Count the lines in the items below that contain the string "clicks", with case counting. What is that number? Reply with the number alone.
Segment Start: Records for this task
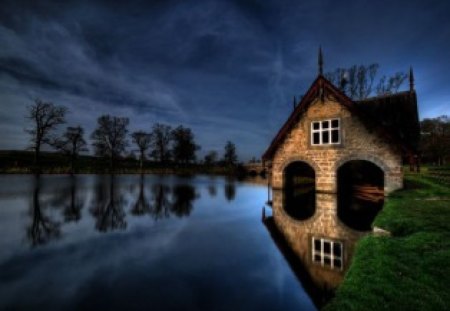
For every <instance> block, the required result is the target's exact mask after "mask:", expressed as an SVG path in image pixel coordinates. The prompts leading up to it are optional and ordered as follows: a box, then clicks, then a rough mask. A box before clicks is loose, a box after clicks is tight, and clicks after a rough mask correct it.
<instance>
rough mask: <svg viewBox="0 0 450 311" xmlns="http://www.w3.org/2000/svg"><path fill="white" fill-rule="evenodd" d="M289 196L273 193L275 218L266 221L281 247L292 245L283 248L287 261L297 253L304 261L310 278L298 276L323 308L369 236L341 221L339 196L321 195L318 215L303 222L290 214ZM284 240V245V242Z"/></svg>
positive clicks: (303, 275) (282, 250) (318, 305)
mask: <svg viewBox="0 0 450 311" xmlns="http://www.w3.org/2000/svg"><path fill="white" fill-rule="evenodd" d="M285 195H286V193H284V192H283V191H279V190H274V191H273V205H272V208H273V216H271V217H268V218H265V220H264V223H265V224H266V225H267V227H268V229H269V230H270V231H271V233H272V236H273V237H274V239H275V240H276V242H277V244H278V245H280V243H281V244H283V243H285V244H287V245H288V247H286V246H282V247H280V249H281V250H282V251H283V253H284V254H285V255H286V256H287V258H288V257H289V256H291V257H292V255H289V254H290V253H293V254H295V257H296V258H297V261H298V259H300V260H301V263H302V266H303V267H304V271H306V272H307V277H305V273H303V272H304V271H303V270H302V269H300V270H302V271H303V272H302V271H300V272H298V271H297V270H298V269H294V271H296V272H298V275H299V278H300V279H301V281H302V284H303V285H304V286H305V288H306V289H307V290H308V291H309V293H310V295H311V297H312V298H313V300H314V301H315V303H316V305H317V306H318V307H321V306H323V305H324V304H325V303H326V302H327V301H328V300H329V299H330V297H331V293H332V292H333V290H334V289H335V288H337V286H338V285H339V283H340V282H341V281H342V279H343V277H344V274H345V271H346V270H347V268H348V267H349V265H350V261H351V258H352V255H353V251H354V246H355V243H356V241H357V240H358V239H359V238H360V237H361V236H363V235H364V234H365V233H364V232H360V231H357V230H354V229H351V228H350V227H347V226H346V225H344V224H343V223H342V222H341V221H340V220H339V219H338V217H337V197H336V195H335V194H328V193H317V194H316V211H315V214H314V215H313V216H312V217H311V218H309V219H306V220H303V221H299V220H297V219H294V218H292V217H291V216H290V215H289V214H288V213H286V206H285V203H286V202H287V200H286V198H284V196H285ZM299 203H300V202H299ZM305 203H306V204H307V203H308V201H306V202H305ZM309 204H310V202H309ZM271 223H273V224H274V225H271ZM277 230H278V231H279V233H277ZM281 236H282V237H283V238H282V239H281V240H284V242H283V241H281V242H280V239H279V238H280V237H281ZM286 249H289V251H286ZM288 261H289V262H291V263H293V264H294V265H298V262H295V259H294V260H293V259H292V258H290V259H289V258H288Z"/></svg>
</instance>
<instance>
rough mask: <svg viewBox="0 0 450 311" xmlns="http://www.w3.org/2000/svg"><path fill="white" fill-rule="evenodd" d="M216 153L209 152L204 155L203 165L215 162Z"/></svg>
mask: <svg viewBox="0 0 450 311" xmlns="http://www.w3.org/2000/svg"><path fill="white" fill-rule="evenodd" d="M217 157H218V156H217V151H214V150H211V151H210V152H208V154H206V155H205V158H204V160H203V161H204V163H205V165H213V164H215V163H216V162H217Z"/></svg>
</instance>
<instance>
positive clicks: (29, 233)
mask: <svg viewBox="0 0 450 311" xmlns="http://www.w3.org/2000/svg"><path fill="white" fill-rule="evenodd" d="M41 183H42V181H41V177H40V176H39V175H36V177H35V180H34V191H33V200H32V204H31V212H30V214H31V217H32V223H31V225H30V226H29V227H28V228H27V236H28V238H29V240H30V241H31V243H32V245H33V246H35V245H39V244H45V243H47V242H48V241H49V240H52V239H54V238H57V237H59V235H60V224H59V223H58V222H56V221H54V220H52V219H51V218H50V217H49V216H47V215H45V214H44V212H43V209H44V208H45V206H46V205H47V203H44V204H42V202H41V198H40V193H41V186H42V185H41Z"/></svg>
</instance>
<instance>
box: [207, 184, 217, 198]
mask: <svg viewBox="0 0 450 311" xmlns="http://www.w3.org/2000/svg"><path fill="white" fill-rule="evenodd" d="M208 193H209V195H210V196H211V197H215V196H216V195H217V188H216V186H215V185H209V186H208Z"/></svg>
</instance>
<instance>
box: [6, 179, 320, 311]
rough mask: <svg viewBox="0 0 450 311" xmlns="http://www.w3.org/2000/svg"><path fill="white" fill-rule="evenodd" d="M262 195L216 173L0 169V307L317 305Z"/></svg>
Segment End: Records for this task
**Output below:** 3